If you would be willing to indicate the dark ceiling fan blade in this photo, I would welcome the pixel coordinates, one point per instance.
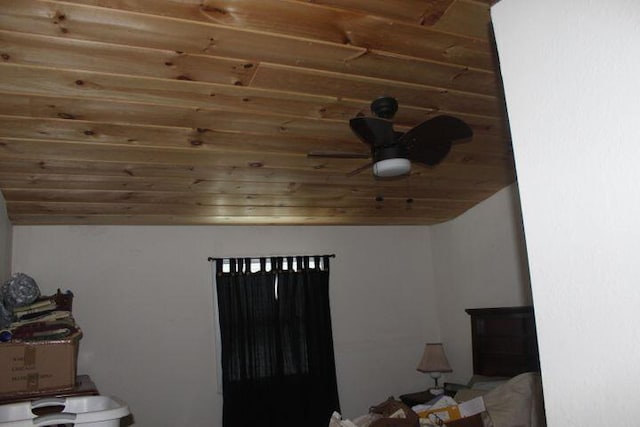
(430, 142)
(361, 168)
(373, 130)
(338, 155)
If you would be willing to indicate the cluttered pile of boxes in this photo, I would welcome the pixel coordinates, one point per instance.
(39, 342)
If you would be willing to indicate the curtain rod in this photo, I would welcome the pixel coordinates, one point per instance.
(278, 256)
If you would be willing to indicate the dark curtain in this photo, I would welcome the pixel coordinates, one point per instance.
(278, 365)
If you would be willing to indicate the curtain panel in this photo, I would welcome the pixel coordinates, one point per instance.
(278, 365)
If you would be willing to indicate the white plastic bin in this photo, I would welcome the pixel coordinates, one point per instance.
(89, 411)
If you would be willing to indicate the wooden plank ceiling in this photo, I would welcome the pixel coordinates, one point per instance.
(203, 111)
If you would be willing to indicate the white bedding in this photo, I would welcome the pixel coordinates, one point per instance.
(514, 403)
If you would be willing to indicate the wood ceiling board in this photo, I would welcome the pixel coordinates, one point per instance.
(159, 219)
(102, 110)
(467, 17)
(277, 20)
(33, 49)
(203, 139)
(22, 183)
(123, 112)
(194, 200)
(410, 11)
(332, 85)
(106, 106)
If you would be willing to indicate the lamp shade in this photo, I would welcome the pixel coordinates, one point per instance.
(434, 359)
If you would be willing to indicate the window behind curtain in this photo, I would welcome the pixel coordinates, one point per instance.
(278, 364)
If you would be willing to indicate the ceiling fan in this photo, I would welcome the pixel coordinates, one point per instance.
(392, 152)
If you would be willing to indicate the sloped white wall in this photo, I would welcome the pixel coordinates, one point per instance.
(144, 301)
(570, 71)
(479, 261)
(5, 242)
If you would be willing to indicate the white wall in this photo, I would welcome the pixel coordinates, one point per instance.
(5, 242)
(570, 71)
(479, 261)
(144, 301)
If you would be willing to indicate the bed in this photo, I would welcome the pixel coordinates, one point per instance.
(506, 367)
(505, 373)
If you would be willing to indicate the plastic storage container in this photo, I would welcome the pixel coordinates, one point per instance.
(88, 411)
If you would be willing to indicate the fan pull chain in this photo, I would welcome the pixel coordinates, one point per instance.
(409, 201)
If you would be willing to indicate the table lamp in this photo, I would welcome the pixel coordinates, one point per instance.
(434, 362)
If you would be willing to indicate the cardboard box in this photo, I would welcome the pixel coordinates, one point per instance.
(38, 366)
(455, 414)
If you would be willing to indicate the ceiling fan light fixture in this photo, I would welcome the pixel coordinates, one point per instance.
(392, 167)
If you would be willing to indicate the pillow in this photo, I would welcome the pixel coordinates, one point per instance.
(476, 379)
(517, 402)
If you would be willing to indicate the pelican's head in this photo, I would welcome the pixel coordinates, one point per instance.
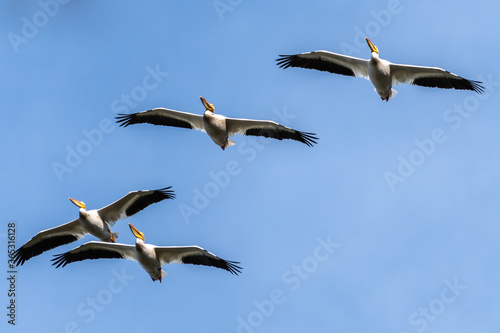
(373, 48)
(136, 232)
(80, 204)
(208, 106)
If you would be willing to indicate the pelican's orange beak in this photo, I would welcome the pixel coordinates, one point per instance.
(373, 48)
(136, 232)
(80, 204)
(208, 106)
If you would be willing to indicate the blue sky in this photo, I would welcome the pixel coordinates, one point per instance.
(389, 224)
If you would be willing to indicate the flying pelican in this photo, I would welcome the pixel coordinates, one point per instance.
(380, 72)
(151, 257)
(95, 222)
(218, 127)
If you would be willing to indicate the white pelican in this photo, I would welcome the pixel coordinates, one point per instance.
(149, 256)
(381, 73)
(95, 222)
(218, 127)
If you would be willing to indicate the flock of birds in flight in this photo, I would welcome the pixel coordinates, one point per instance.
(383, 75)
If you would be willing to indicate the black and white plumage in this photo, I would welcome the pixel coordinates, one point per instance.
(151, 257)
(95, 222)
(218, 127)
(382, 73)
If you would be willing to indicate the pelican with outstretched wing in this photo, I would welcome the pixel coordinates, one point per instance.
(96, 222)
(382, 73)
(218, 127)
(151, 257)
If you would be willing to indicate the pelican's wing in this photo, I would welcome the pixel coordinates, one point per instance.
(95, 250)
(132, 203)
(268, 129)
(48, 239)
(432, 77)
(194, 255)
(161, 116)
(326, 61)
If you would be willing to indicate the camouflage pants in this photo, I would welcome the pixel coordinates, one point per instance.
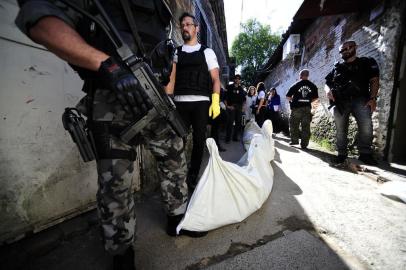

═══

## BRIEF
Return each line in the listing above that contains the word "white", paying attention to uppercase and lowercase.

## SOLUTION TO THE PROBLEM
If you would be willing to indicate the white plastic bin in this photo, I would welcome the pixel coordinates, one point per instance.
If you would be willing to indicate the white bedding in this photo, I would welcome the pixel coordinates, one point per instance.
If you would be willing to indicate the sloped white wall in this photo, I would welcome the pixel coordinates, one point per instance.
If you would be willing to indicate the white wall in this photo, I would welcome the pixel coordinates, one point per instance.
If you would be willing to indicate the white pelican in this photo, I would welcome the pixel coordinates, one point per instance.
If you would be willing to indicate the black and white plumage in this photo, I would welcome the pixel coordinates, one point per instance.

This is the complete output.